▶ **ESERCIZIO**
Dal brano proposto estrai, senza alcuna modifica, tutto ciò che va da "Capasso, Niccolò Cirillo" fino a "di quello ingegno.".

▶ **BRANO PROPOSTO**
..........
Capasso, Niccolò Cirillo e tanti che saria lungo a nominarli, nati al finire del secolo XVII, vivevano ne’ primi decenni del secolo seguente come luce della loro età e dell’avvenire. E viveva Giovan Battista Vico, miracolo di sapienza e di fama postuma, però che da nessuno pienamente inteso, da tutti ammirato, e coll’andar degli anni meglio scoperto e più accresciuto di onore, dimostra che in lui era forse volontaria l’oscurità, o che le sentenze del suo libro aspettano per palesarsi altri tempi ed ordine di studii più confacente alle dottrine di quello ingegno.

XV. Assai peggiori delle istituzioni civili erano le militari. Si usavano per levar soldati tutti i modi illegittimi: i gaggi, la seduzione, la scelta da’ condannati o dai prigionieri, la presa de vagabondi, l’arbitrario comando de’ baroni; il solo mezzo giusto della sorte non era usato. I pessimi delle città erano quindi eletti al più nobile uffizio dei cittadini, e si mandavano per guerre lontane in Italia o più sovente in Ispagna, dove con abito spagnuolo, sotto non propria insegna, per nome e gloria d’altri combattevano. Napoli intorpidiva in servitù scioperata, i Napoletani stavano in guerra continua ed ingloriosa. Non erano nello interno ordini di milizia; milizie straniere guardavano il paese, e le nostre in terra straniera ohbedivano alle non proprie ordinanze: le arti di guerra imparate altrove non erano utili a noi; e ’l sangue e i sudori delle nostre genti non facevano la gloria nostra. Cosi che mancavano ordini, usi, esercizii, tradizione, fama, sentimento di milizia: e questo nome onorevole negli altri stati era per Napoli doloroso ed abborrito.
..........
▶ **DATI FORNITI**
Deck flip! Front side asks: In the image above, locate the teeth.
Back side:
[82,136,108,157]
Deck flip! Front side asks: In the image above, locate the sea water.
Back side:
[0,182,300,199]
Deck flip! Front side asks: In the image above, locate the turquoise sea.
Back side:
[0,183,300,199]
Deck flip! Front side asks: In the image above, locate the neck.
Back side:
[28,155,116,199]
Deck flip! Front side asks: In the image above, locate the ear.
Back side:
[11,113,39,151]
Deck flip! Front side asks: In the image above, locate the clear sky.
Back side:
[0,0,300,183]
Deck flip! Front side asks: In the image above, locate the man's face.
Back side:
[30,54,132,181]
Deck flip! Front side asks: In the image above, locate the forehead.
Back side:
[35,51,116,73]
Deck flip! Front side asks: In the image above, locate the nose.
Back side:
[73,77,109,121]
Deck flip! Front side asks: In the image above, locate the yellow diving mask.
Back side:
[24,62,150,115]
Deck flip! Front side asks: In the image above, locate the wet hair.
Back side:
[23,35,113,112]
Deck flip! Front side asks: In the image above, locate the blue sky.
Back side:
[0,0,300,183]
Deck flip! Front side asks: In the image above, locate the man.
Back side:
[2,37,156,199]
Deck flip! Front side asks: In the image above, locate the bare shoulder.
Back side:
..........
▶ **ESERCIZIO SVOLTO**
Capasso, Niccolò Cirillo e tanti che saria lungo a nominarli, nati al finire del secolo XVII, vivevano ne’ primi decenni del secolo seguente come luce della loro età e dell’avvenire. E viveva Giovan Battista Vico, miracolo di sapienza e di fama postuma, però che da nessuno pienamente inteso, da tutti ammirato, e coll’andar degli anni meglio scoperto e più accresciuto di onore, dimostra che in lui era forse volontaria l’oscurità, o che le sentenze del suo libro aspettano per palesarsi altri tempi ed ordine di studii più confacente alle dottrine di quello ingegno.